_Estratto:_
========================================
La seconda censura non è iscrivibile nel paradigma dell’art. 112 c.p.c. , perché non individua un’omessa pronuncia sempre sul motivo di appello, ma parimenti sostiene che il motivo sarebbe stato ‘travisato’, mal esaminato, come fa manifesto la seconda proposizione della pag. 13, che ha il seguente tenore: ‘ La sentenza, quindi, va cassata per aver la Corte di Appello erroneamente motivato, a causa del travisamento del motivo di appello, non vertente sul cambio di destinazione d’uso, circostanza su cui si è concentrato il Giudice di Appello con il richiamo per relationem alla sentenza di prime cure. Ad ogni modo la sentenza è nulla per non essersi pronunciata sul dedotta (unica) ragione alla base del motivo: non agibilità del locale concesso in locazione ‘ (così a p. 13, 2° §, del ricorso).
L’ulteriore deduzione che ‘ad ogni modo , etc. ‘ , è in manifesta contraddizione con quella precedente e con il contenuto della stessa
motivazione prima evocata nella parte finale della pag. 12 e nel primo rigo della pag. 13, quella di cui alla pag. 5 della sentenza: motivazione che ben fa comprendere che l’agibilità è stata esaminata.
Con il secondo motivo, la ricorrente denuncia, in relazione all’art. 360, 1° co., n. 5, c.p.c., ‘ Omesso esame di un fatto decisivo per il giudizio che è stato oggetto di discussione tra le parti ex art. 360 n. 5 relativamente al dedotto vizio di inagibilità della cosa locata’, deducendo che, avendo la ricorrente, nel primo motivo di appello, dedotto la mancanza di inidoneità del locale per mancanza di agibilità, o, più correttamente, la mancanza di prova da parte del locatore in ordine all’agibilità del locale condotto dal ricor rente, la Corte territoriale avrebbe dovuto pronunciarsi su tale fatto, mentre nulla ha detto in merito, ritenendo di non accogliere la domanda, condividendo la sentenza di prime cure in ordine alla conoscenza dello stato di irregolarità urbanistica derivante dalla diversa destinazione d’uso.
Sul secondo motivo. Va in primo luogo osservato che la sentenza gravata ha confermato integralmente la sentenza del Tribunale, motivando sulle medesime ragioni di fatto poste a base della decisione di primo grado. Essendo stato il gravame esperito dalla odierna ricorrente contro sentenza resa in prime cure in data 24/12 /2018 (come risulta dalla sentenza gravata), l’atto di appello risulta, per definizione, proposto con ricorso depositato o con citazione di cui sia stata richiesta la notificazione posteriormente all’11/9/2012. Siffatta circostanza determina l’applicazione ‘ ratione temporis ‘ dell’art. 348 -ter , ultimo comma, c.p.c. (cfr. Cass., Sez. V, sent. 18/9/2014, n. 26860; Cass., Sez. 6-Lav., ord. 9/12/2015, n. 24909; Cass., Sez. 6-5, ord. 11/5/2018, n. 11439), norma che preclude, in un caso -qual è quello presente -di cd. ‘doppia conforme di merito’, l a proposizione di motivi di ricorso per cassazione formulati ai sensi dell’art. 360, 1° comma, n. 5, c.p.c.,
salvo che la parte ricorrente non soddisfi l’onere ‘ di indicare le ragioni di fatto poste a base, rispettivamente, della decisione di primo grado e della sentenza di rigetto dell’appello, dimostrando che esse sono tra loro diverse ‘ (Cass., Sez. I, sent. 22/12/2016, n. 26774; Cass., Sez. Lav., sent. 6/8/2019, n. 20994). Nella specie la ricorrente non ha indicato le ragioni di diversità fra le due pronunce, il che integrerebbe -ferma comunque l’assorbenza del rilievo già prima svolto un’ipotesi di inammiss ibilità, in parte qua , del motivo, con riferimento alla censura sollevata ex art. 360, n. 5, c.p.c.
========================================
_Compito 1:_ Trasforma in un elenco numerato le voci riportate qui sotto, senza le righe vuote: parti dalla riga che contiene "In this picture, where can the stone column" e fermati dopo quella che contiene "(1346, 189)".
========================================
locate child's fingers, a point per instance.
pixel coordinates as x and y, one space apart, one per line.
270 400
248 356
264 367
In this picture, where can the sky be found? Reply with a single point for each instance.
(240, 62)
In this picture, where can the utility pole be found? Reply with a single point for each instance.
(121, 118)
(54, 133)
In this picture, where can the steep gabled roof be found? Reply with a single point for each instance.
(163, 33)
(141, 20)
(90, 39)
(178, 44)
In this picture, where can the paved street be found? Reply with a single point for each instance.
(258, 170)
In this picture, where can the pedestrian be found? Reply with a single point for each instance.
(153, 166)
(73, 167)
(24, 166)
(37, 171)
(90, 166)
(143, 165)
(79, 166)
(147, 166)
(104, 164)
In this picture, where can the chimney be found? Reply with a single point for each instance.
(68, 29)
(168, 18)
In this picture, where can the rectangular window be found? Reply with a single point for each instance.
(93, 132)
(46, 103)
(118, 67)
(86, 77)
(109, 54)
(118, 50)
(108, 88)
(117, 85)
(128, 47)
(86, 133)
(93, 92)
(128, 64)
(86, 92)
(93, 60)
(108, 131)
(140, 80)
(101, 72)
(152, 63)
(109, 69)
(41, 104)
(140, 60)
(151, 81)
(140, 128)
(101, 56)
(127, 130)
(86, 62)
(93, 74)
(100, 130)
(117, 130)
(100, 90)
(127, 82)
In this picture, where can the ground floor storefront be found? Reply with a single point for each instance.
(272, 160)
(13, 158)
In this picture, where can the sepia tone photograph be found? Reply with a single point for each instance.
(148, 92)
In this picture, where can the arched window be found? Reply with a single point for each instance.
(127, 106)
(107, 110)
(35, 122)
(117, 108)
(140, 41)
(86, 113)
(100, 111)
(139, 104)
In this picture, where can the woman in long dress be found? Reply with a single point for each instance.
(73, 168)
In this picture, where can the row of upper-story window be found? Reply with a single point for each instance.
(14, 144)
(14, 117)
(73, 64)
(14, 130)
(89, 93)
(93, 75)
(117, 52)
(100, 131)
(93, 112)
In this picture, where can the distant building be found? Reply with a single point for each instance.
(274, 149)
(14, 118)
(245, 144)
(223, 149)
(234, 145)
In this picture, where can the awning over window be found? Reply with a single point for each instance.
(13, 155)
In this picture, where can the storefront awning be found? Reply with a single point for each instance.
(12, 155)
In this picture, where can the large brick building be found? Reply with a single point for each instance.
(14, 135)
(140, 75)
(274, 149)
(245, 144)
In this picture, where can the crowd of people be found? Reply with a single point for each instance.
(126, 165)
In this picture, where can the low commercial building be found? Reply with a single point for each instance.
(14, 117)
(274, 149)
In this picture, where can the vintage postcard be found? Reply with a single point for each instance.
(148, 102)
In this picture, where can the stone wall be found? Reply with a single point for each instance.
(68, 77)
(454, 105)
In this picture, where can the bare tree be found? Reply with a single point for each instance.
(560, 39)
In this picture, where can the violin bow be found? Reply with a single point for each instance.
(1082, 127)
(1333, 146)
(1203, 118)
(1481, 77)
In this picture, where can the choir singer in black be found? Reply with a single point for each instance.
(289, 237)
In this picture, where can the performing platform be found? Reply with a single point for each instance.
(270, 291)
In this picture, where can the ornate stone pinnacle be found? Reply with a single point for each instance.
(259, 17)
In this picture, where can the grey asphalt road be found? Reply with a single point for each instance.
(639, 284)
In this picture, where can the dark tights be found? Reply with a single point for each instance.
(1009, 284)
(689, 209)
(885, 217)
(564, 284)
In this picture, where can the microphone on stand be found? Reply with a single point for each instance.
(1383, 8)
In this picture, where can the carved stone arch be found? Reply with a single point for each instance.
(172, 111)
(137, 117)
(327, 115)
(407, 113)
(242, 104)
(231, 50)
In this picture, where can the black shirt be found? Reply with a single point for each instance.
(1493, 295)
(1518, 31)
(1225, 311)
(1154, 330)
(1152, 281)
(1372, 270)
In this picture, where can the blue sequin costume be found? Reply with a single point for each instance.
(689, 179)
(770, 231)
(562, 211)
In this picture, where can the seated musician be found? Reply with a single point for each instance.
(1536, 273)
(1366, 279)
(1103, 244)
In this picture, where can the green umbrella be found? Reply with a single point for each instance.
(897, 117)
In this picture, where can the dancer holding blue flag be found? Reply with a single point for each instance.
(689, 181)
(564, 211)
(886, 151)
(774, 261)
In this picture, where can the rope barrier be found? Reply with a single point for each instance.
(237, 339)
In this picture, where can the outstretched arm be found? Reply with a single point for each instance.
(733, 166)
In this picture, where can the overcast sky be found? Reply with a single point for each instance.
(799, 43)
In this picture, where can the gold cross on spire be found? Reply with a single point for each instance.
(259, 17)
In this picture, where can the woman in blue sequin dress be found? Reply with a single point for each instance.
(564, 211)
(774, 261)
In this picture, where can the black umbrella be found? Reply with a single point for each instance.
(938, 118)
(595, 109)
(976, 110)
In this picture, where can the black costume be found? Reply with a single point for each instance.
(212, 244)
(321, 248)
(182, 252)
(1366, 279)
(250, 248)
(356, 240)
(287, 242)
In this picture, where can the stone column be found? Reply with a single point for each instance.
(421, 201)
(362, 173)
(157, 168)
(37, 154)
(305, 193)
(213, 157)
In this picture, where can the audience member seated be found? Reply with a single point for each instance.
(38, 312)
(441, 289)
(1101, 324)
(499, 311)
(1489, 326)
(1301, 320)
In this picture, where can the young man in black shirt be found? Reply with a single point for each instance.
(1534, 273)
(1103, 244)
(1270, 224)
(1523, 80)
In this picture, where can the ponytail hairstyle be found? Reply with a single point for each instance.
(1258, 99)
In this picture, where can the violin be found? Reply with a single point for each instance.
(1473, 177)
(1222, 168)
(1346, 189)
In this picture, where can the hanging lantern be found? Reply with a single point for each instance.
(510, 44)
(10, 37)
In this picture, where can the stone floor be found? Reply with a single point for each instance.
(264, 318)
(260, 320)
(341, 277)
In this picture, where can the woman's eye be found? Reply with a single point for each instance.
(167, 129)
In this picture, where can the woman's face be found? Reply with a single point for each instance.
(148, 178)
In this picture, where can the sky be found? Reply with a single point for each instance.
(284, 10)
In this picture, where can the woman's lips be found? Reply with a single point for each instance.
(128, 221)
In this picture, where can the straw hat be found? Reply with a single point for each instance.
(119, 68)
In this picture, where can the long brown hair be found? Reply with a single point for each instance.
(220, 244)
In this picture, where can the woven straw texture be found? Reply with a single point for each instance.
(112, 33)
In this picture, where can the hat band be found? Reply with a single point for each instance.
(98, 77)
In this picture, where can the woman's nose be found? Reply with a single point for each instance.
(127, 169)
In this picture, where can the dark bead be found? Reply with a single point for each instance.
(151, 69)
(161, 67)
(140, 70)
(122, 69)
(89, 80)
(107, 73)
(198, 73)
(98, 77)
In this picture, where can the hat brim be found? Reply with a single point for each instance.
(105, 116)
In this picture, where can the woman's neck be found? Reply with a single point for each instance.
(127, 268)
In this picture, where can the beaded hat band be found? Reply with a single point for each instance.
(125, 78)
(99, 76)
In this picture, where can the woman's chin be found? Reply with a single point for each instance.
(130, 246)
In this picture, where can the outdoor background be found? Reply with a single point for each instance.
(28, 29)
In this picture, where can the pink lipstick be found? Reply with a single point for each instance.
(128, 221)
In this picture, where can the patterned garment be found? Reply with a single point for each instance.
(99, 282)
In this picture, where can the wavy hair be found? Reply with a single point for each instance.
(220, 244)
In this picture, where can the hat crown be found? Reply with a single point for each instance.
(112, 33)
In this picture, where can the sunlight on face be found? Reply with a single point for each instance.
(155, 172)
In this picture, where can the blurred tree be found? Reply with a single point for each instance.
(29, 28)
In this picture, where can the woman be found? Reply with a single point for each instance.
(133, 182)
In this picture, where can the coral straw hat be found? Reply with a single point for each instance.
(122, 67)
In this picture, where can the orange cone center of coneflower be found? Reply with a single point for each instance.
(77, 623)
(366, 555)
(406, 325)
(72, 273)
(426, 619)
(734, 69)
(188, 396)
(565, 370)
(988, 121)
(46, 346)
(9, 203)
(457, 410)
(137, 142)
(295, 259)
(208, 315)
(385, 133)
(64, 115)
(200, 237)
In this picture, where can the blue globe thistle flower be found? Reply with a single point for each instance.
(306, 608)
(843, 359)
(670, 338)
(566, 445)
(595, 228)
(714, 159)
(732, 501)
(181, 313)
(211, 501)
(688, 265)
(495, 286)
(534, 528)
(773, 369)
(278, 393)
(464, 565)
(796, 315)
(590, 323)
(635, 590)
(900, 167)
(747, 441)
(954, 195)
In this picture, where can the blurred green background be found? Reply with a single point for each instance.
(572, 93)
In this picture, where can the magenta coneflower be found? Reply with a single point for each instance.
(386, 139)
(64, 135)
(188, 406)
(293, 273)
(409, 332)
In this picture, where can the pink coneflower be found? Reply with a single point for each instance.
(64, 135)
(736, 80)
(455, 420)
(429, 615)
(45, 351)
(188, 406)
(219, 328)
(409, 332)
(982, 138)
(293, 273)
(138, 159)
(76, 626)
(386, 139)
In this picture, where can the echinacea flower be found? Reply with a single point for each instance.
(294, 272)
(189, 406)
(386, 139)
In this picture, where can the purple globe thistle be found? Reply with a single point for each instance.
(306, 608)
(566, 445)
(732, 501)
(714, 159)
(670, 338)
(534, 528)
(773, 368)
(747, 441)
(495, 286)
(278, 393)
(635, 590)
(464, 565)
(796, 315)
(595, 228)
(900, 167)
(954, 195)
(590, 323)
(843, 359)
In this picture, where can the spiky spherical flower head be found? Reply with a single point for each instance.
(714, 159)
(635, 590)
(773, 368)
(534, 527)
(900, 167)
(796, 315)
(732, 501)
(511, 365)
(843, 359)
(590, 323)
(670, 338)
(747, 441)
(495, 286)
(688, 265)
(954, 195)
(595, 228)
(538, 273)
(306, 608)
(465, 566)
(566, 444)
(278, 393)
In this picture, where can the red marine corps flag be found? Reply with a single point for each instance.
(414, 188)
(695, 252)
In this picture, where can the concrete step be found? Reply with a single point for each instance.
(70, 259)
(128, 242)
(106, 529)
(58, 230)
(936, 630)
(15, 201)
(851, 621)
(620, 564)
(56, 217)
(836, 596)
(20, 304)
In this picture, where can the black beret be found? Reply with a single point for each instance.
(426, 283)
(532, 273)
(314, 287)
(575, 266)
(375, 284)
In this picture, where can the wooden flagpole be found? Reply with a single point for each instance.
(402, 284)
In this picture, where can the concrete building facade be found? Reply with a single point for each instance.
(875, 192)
========================================
_Compito 2:_ Per favore, prosegui l'estratto sul ricorso in Cassazione a partire dalla sua ultima frase.

_Risposta 1:_
1. In this picture, where can the stone column be found? Reply with a single point for each instance.
2. (421, 201)
3. (362, 173)
4. (157, 168)
5. (37, 154)
6. (305, 193)
7. (213, 157)
8. In this picture, where can the audience member seated be found? Reply with a single point for each instance.
9. (38, 312)
10. (441, 289)
11. (1101, 324)
12. (499, 311)
13. (1489, 326)
14. (1301, 320)
15. In this picture, where can the young man in black shirt be found? Reply with a single point for each instance.
16. (1534, 273)
17. (1103, 244)
18. (1270, 224)
19. (1523, 80)
20. In this picture, where can the ponytail hairstyle be found? Reply with a single point for each instance.
21. (1258, 99)
22. In this picture, where can the violin be found? Reply with a single point for each instance.
23. (1473, 177)
24. (1222, 168)
25. (1346, 189)

_Risposta 2:_
4.1 Il motivo in esame -al di là del fatto che il ‘vizio di inagibilità’ non è un fatto, ma semmai esprime l’apprezzamento di uno o più fatti, il che già rende il motivo inidoneo a prospettare il vizio ai sensi del n. 5 dell’art. 360, per come individuato dalle note Cass., Sez . Un., nn. 8053 e 8054 del 2014 -è, dunque, inammissibile sia ex art. 348-ter c.p.c., sia proprio al lume della motivazione appena indicata, che evidenzia come e perché la Corte abbia ritenuto irrilevante il problema dell’agibilità.
4.2 Va inoltre rilevato che l’art. 360, 1° co., n. 5, c.p.c., nella formulazione attualmente vigente, ne limita il sindacato all’omesso esame di un fatto storico, principale o secondario, la cui esistenza risulti dal testo della sentenza o dagli atti processuali, che abbia costituito oggetto di discussione tra le parti e abbia carattere decisivo (vale a dire che, se esaminato, avrebbe determinato un esito diverso della controversia). Le Sezioni Unite di questa Corte hanno precisato che « nel rigoroso rispetto delle previsioni degli artt. 366, primo comma, n. 6, e 369, secondo comma, n. 4, c.p.c., il ricorrente deve indicare il ‘fatto storico’, il cui esame sia stato omesso, il ‘dato’, testuale o extratestuale, da cui esso risulti esistente, il ‘come’ e il ‘quando’ tale fatto sia stato oggetto di discussione processuale tra le parti e la sua ‘decisività’, fermo restando che l’omesso esame di elementi istruttori non integra, di per sé, il vizio di omesso esame di un fatto decisivo qualora il fatto storico, rilevante in causa, sia stato
comunque preso in considerazione dal giudice, ancorché la sentenza non abbia dato conto di tutte le risultanze probatorie » (Sez. Un. n. 8053 del 2014) (conforme Cass., sez. lav., ord. 17/10/2022, n. 30402).
4.3 La formulazione della doglianza da parte della ricorrente denuncia, di contro, non già l’omesso esame di un fatto storico decisivo, bensì, per un verso, la mancata valorizzazione di un elemento istruttorio che si assume erroneamente valutato dalla Corte territoriale, e, per altro verso, la complessiva ratio decidendi , consistente nel fatto che la ricorrente non ha assolto allora della prova su di essa incombente.
4.4 L’omesso esame di elementi istruttori non integra di per sé vizio di omesso esame di un fatto decisivo, se il fatto storico rilevante in causa sia stato comunque preso in considerazione dal giudice, benché la sentenza non abbia dato conto di tutte le risultanze probatorie; nella specie, la ricorrente solo apparentemente lamenta l’omesso esame di un fatto decisivo per il giudizio di cui al n. 5 dell’articolo 360; in realtà, però, essa chiede alla Corte di rivalutare il materiale probatorio già esaminato dal giudice di merito (cfr. Cass., sez. V, ord. 28/09/2022, n. 28314).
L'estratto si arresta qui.